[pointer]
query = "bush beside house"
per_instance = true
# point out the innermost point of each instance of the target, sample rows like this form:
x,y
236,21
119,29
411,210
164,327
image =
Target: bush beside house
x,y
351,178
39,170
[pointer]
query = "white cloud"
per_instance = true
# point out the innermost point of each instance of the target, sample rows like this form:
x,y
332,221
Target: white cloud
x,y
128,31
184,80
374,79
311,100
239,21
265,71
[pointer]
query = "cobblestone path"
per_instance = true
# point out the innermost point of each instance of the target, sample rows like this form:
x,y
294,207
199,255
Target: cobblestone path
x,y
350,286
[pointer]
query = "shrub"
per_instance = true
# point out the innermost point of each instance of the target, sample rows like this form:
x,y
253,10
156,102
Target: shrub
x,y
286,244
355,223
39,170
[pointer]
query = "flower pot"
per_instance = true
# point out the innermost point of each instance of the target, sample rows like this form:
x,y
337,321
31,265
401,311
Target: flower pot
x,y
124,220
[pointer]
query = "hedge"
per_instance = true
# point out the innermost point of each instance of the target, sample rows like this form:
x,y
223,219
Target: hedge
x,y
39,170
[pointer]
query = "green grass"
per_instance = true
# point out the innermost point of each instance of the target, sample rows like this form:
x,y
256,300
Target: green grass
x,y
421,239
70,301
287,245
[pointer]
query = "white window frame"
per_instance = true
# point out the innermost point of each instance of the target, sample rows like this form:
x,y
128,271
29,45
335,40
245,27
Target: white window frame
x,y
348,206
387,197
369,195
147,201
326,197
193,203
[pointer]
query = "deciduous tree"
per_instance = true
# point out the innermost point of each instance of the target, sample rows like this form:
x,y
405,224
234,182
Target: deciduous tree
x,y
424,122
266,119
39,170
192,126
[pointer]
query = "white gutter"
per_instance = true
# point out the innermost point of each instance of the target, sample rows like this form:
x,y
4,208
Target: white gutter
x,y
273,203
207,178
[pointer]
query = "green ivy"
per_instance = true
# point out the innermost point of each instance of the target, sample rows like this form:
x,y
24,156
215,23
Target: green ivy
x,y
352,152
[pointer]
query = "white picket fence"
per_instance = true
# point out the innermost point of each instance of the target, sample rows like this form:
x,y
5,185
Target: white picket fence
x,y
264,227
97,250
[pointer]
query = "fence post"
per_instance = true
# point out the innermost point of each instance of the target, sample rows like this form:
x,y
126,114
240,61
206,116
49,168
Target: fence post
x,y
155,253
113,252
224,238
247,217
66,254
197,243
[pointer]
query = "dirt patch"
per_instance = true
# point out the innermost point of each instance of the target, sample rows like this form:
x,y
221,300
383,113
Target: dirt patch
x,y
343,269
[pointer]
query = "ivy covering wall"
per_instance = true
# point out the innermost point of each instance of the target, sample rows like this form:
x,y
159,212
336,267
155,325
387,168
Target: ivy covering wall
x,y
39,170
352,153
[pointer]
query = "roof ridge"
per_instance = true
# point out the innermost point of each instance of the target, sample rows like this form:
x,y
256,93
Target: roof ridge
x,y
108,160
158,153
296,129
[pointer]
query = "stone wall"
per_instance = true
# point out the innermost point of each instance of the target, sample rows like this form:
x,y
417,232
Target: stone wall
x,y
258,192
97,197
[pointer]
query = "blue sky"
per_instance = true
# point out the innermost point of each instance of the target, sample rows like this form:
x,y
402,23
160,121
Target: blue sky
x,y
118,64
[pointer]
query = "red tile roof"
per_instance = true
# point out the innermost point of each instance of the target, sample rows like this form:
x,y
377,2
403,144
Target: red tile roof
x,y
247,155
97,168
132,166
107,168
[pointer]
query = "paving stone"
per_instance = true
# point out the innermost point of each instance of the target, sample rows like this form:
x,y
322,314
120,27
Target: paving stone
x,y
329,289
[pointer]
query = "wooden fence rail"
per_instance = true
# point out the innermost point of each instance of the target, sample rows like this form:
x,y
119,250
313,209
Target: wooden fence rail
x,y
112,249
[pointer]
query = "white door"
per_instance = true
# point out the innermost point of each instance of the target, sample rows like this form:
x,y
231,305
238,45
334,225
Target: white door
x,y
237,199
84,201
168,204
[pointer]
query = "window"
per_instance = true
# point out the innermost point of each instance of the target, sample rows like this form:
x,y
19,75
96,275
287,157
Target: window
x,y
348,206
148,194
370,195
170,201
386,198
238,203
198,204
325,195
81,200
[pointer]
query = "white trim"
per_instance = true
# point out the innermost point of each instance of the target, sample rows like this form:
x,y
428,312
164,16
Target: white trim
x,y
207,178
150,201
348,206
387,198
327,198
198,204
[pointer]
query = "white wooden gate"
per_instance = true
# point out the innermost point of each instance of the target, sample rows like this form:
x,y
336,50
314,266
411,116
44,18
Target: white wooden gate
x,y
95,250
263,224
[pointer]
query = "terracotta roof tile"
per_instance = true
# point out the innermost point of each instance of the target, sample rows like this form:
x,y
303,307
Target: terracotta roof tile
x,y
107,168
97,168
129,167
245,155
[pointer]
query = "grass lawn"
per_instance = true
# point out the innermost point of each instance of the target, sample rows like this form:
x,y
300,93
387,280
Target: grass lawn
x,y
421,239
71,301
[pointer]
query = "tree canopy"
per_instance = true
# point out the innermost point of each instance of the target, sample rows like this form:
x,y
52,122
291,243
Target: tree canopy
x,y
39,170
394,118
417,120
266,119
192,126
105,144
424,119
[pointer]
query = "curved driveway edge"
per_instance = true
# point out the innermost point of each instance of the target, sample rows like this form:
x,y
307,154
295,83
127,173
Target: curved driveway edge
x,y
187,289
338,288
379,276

------------------------------------------------

Locate each line in the data above that contains the string "terracotta", treating uppercase and lowercase as different, and copy every such line in full.

query = "terracotta roof tile"
Target: terracotta roof tile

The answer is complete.